Previous month:
August 2015
Next month:
December 2015

Posts from October 2015

Big Data: Part 3

This post is the third and last, at least for now, on my series about MR’s struggles with big data. Its theme is simple: big data is hard.

For starters, the quality of the data is not what we are accustomed to. More often than not the data were collected for some other purpose and the attention paid to the accuracy of individual items, their overall completeness, their consistency over time, their full documentation, and even their meaning pose serious challenges to their reuse. Readers familiar with the Total Survey Error (TSE) model will recognize that big data is vulnerable to all of the same deficiencies as surveys—gaps in coverage, missing data, poor measurement, etc. The key difference is that survey researchers, at least in theory, design and control the data making process in a way that users of big data do not. For users of big data the first step is data munging, often a long and very difficult process with uncertain results.

Then there is the technology. We all have heard about the transition from a world where data are scarce and expensive to one where they are plentiful and cheap, but the reality is that taking big data seriously requires a significant investment in people and technology. There is more to big data than hiring a data scientist. The AAPOR Report on Big Data has a nice summary of the skills and technology needed to do big data. While the report does not put a price tag on the investment, it likely is well beyond what all but the very large market research companies can afford.

Much of the value of big data lies in the potential to merge multiple data sets together (e.g. customer transaction data with social media data or Internet of Things data), but that, too, can be an expensive and difficult process. The heart of this merging process are bits of computer code called ETLs that specify what data are extracted from the source databases, how they are edited and transformed for consistency, and then merged to the output database, typically some type of data warehouse. Take a moment and consider the difficulty of specifying all of those rules. Bigdatamiracle

If you have ever written editing specs for a survey dataset then you have some inkling of the difficulty. Now consider that in a data merge from multiple sources you can have the same variable with different coding; the same variable name used to measure different things; differing rules for determining when a item is legitimately missing and when it is not; detailed rules for matching a record from one data source with a record from another; different entities (customers, products, stores, GPS coordinates, tweets) that need to resolved; and so on. This is difficult, tedious, unglamorous, and error-prone work. Get it wrong, and you have a mess.

■ ■ ■

● **Request A**:
Answer these questions from the big data post:
(i) What does the post name as the first step for users of big data?
(ii) Which report does the post say has a nice summary of the skills and technology needed to do big data?
(iii) What are the bits of computer code at the heart of the merging process called?
● **Request B**:
Repeat the part of the big data post starting with "Posts from October" and going on through "data is hard.".

● **Data segment**:
■ ■ ■

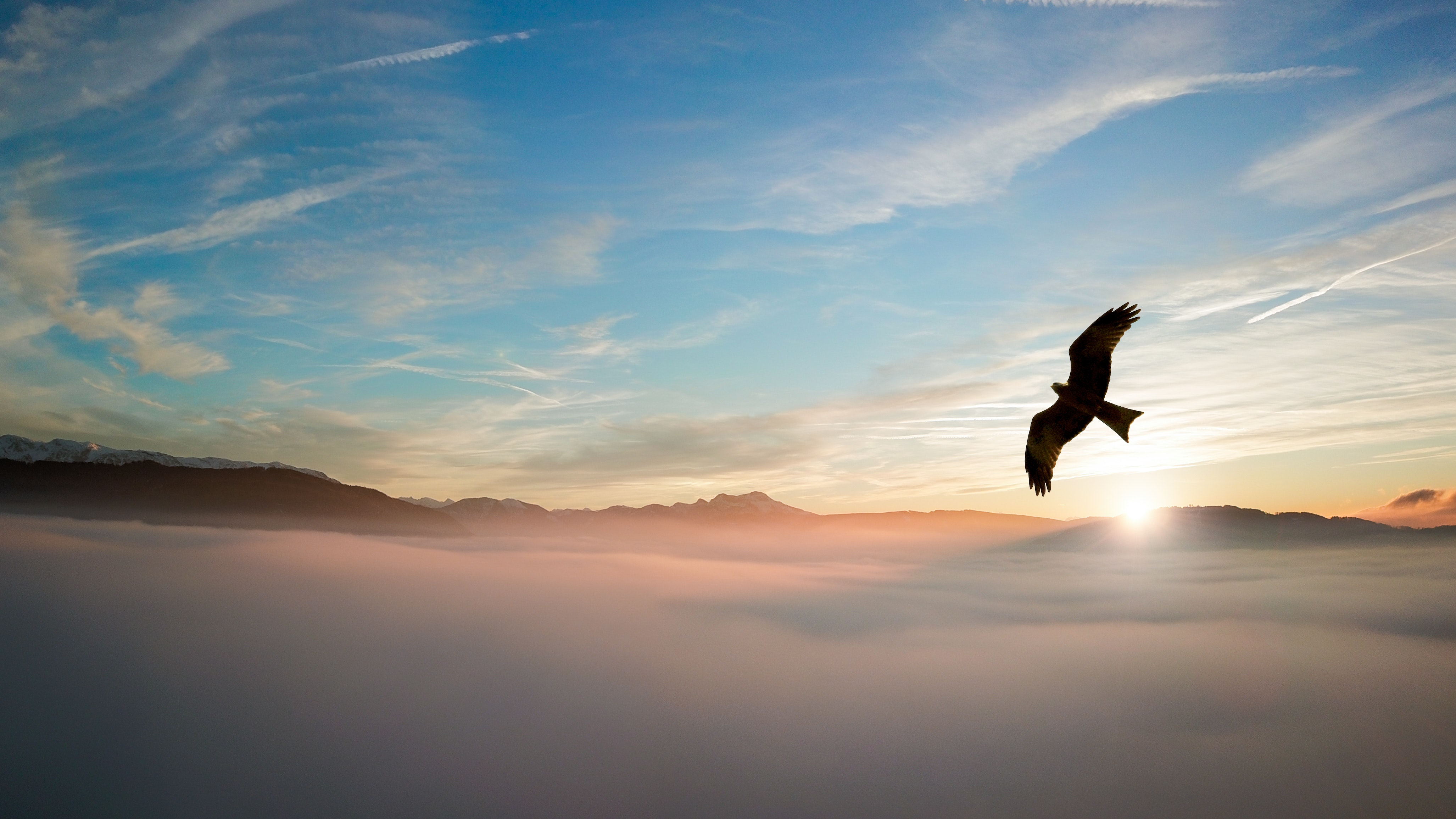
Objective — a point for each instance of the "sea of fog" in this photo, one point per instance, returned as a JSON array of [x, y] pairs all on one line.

■ ■ ■

● **Written solution A**:
(i) Data munging
(ii) The AAPOR Report on Big Data
(iii) ETLs

● **Written solution B**:
Posts from October 2015

Big Data: Part 3

This post is the third and last, at least for now, on my series about MR’s struggles with big data. Its theme is simple: big data is hard.